→ Excerpts of pointing data:
———

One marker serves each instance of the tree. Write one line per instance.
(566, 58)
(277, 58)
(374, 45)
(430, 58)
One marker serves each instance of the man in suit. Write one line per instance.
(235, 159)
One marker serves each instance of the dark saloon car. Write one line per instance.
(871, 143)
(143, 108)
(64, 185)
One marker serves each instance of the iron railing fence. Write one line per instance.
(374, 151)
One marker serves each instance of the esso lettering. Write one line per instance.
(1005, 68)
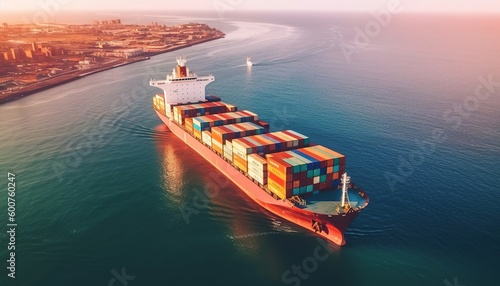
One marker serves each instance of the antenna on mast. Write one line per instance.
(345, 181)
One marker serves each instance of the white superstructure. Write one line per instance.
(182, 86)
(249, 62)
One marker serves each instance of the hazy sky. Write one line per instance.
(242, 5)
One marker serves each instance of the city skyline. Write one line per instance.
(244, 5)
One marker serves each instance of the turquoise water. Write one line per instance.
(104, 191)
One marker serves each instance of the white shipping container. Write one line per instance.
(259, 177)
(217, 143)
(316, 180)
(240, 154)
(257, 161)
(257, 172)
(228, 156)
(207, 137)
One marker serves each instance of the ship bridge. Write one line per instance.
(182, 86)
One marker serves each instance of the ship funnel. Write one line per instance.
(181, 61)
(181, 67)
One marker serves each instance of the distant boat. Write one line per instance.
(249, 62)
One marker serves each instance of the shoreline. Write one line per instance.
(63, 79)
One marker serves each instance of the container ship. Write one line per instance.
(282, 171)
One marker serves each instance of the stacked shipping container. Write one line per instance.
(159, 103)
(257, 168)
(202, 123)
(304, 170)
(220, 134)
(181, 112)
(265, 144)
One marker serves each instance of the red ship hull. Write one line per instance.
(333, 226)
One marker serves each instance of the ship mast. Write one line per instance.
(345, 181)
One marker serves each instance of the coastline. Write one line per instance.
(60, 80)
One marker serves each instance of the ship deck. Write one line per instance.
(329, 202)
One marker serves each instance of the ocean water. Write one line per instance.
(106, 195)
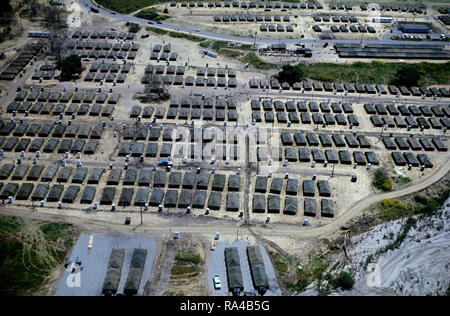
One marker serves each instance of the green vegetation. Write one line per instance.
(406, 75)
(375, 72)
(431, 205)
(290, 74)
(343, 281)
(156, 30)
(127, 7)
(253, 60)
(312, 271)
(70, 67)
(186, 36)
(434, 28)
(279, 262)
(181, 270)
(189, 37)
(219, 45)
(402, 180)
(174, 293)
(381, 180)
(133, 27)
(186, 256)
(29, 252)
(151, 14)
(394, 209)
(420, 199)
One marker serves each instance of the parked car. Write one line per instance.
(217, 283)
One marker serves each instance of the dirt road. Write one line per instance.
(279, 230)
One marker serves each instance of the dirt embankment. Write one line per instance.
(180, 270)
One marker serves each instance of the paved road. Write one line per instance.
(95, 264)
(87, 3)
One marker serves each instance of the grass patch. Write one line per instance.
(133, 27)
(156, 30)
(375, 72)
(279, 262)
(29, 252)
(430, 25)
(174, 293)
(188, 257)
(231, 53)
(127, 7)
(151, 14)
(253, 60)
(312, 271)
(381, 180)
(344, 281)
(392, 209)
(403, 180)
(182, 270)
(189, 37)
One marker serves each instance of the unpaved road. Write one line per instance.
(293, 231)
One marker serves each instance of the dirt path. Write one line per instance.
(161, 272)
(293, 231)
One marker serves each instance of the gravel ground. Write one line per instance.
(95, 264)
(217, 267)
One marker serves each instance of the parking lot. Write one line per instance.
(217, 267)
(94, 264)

———

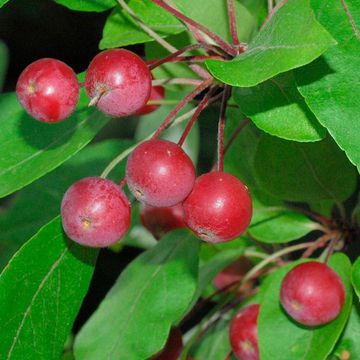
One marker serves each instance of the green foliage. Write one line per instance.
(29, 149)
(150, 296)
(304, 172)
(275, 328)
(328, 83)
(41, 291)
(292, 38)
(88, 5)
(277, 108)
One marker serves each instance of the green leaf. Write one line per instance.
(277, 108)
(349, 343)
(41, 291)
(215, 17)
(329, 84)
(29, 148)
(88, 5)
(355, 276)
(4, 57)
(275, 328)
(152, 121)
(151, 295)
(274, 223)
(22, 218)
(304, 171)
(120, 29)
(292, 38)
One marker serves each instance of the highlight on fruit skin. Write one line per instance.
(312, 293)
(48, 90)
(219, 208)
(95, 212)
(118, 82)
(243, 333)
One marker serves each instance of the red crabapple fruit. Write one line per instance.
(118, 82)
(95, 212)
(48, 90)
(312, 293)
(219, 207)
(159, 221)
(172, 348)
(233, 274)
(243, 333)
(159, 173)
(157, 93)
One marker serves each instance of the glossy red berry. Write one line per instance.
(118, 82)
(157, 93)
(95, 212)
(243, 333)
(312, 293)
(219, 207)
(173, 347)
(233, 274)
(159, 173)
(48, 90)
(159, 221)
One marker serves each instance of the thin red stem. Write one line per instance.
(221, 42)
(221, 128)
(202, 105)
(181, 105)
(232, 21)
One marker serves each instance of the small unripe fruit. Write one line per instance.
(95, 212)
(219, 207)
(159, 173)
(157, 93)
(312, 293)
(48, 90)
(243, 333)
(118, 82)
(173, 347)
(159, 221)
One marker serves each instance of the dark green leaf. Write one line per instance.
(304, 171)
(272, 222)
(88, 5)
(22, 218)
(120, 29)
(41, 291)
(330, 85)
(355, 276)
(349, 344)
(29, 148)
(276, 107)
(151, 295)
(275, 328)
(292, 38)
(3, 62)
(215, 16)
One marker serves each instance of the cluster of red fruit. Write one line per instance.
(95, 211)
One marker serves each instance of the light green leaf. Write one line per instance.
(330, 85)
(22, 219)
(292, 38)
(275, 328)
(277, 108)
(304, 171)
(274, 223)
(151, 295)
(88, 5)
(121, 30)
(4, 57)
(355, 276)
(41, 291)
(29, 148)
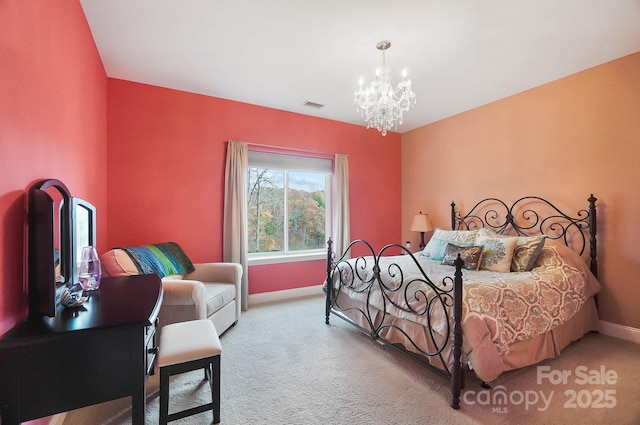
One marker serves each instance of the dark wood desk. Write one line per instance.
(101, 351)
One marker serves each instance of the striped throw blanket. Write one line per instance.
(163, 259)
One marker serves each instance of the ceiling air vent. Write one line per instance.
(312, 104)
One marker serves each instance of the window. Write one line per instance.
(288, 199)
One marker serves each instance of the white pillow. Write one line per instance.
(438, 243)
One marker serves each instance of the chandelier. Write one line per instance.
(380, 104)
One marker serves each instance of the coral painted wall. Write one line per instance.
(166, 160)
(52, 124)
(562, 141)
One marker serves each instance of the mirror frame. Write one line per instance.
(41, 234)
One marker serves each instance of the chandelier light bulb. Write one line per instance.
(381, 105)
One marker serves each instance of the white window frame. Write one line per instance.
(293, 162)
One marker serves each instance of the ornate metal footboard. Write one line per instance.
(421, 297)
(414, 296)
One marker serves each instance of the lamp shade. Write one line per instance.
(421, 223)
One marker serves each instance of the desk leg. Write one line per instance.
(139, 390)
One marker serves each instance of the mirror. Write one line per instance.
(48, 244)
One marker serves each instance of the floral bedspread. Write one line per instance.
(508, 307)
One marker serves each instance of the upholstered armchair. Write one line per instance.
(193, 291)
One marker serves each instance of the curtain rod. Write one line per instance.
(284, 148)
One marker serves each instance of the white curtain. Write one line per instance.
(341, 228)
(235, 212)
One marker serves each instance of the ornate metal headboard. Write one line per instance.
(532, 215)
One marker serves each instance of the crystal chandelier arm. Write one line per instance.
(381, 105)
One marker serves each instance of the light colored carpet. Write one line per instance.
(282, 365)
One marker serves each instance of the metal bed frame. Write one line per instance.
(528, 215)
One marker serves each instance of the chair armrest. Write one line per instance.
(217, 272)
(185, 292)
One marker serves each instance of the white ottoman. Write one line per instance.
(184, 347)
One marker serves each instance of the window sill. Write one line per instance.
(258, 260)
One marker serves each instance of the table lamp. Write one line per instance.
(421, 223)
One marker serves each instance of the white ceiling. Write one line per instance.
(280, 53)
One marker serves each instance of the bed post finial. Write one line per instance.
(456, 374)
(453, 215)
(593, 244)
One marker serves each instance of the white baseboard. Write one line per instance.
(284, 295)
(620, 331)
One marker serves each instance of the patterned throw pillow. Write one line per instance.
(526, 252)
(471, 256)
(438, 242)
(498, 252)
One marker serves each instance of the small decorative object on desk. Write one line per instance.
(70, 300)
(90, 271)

———

→ What the task asks: Identify every line in the entries above that contains the word "throw", and copy each of those lines.

→ Completed task:
One marker serves each instance of the striped throw blanket. Write one line per instance.
One marker serves each instance of the patterned throw pillow. Write one line per instance.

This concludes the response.